Point localization data
=======
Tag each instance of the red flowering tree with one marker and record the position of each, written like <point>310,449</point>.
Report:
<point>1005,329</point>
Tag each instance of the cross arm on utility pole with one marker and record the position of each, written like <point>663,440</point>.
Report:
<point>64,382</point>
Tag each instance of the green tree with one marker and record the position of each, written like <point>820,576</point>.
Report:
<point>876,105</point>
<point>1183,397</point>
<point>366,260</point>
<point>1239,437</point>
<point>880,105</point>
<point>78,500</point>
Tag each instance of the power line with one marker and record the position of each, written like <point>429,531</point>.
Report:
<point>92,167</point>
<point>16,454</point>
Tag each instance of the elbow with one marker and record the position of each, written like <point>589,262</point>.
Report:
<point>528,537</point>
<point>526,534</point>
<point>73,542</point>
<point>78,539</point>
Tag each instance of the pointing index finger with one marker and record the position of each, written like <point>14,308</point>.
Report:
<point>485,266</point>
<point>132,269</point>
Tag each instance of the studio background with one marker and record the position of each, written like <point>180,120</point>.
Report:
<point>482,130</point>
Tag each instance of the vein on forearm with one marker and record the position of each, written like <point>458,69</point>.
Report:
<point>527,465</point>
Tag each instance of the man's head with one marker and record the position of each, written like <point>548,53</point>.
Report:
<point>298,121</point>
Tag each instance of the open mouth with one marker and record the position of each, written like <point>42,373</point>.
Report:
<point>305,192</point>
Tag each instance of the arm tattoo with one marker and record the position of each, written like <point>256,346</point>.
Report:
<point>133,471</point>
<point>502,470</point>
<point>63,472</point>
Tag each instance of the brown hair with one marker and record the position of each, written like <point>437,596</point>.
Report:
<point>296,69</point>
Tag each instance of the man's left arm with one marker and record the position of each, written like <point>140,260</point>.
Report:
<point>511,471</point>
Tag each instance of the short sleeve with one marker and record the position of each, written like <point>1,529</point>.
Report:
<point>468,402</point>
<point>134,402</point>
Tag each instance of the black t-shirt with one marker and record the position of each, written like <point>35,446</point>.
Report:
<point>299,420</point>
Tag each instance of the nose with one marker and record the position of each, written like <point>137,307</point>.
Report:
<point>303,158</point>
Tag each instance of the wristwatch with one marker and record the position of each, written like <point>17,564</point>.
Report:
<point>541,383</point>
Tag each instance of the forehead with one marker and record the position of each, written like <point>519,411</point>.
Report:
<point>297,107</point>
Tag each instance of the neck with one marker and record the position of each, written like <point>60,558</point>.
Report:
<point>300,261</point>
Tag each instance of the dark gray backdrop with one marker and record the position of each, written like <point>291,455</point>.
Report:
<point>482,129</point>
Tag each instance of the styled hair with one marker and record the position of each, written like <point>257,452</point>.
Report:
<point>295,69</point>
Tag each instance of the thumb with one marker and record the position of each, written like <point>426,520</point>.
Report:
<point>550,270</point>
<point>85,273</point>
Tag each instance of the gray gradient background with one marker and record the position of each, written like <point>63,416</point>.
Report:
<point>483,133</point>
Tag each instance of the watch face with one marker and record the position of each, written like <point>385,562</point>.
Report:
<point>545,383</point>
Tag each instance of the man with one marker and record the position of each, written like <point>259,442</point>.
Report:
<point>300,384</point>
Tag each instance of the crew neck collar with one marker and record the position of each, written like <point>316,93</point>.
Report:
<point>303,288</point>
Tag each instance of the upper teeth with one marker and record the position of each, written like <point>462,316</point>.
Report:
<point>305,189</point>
=======
* Instructions to follow
Write out each record exactly, without addition or omission.

* Written solution
Tag each instance of the red flowering tree with one marker and record the position of each, written like <point>310,449</point>.
Report:
<point>1005,329</point>
Tag each instance of the cross arm on utility pole with one marker and record the position of each, written like <point>663,440</point>.
Report:
<point>64,382</point>
Tag each instance of the green tree with one marker and record the position of each, written like <point>820,576</point>.
Report:
<point>876,105</point>
<point>1183,397</point>
<point>366,260</point>
<point>1239,437</point>
<point>880,105</point>
<point>78,500</point>
Tag each instance of the power line with one marker and record the position of each, written like <point>429,531</point>.
Report:
<point>92,167</point>
<point>16,454</point>
Tag each instance of the elbow with one marker and record the position of each, written like <point>589,262</point>.
Report:
<point>528,537</point>
<point>526,534</point>
<point>73,542</point>
<point>78,539</point>
Tag each instance of the pointing index finger with one marker and record the position of each, written like <point>14,308</point>.
Report:
<point>485,266</point>
<point>132,269</point>
Tag each instance of the studio background with one marker and record the position of each, written like <point>180,120</point>.
Report:
<point>482,130</point>
Tag each instance of the vein on forearm with one marker and record the position of each, written like <point>458,69</point>.
Report:
<point>527,465</point>
Tag each instance of the man's head with one marker and record the position of each, written like <point>548,53</point>.
Report:
<point>298,121</point>
Tag each instance of the open mouth with one marker and record the position of each, written like <point>42,373</point>.
Report:
<point>305,192</point>
Tag each instance of the arm tattoo with one marker and record the position of each, written like <point>256,346</point>.
Report:
<point>133,471</point>
<point>502,470</point>
<point>63,472</point>
Tag each instance of the brown hair with one marker and record the position of each, written like <point>437,596</point>.
Report:
<point>296,69</point>
Tag each instance of the man's left arm with one marker and record the position of each, written like <point>140,260</point>.
Report:
<point>511,471</point>
Tag each instance of the short sleeve with one marker and record the position of each, written like <point>1,529</point>.
Report:
<point>468,402</point>
<point>134,402</point>
Tag each instance of the black t-shirt with one marker and record the position of each, written like <point>35,446</point>.
Report:
<point>299,420</point>
Tag each instance of the nose with one marker and record the position of each, written like <point>137,307</point>.
Report:
<point>303,158</point>
Tag each instance of the wristwatch with one marker and record the position of each, written like <point>17,564</point>.
Report:
<point>541,383</point>
Tag each instance of the forehead with one marker and record the position of each, written like <point>519,411</point>.
Report:
<point>297,107</point>
Tag each instance of the neck with one marker and record the position of each, written like <point>60,558</point>.
Report:
<point>300,261</point>
Tag each instance of the dark gray backdrop with one marker and record the position of each, written like <point>291,455</point>.
Report:
<point>482,129</point>
Tag each instance of the styled hair with one marker and record the position of each, written like <point>257,452</point>.
Report:
<point>295,69</point>
Tag each instance of the thumb with one marker and record the position of each, written like <point>426,520</point>.
Report:
<point>550,270</point>
<point>85,273</point>
Tag each instance of the gray gradient background with one marker and record the position of each, written like <point>63,416</point>.
Report:
<point>483,133</point>
Tag each instance of the watch face with one marker and record the position of each, written like <point>385,562</point>.
Report:
<point>545,383</point>
Tag each instance of the man with one marker and record the position of each, written like <point>259,442</point>.
Report:
<point>300,384</point>
Tag each instance of the crew neck collar with one marker and record the position of each, written like <point>316,93</point>.
Report:
<point>303,288</point>
Tag each instance of the upper teeth with one marker and record the position of each, written like <point>462,316</point>.
Report:
<point>305,189</point>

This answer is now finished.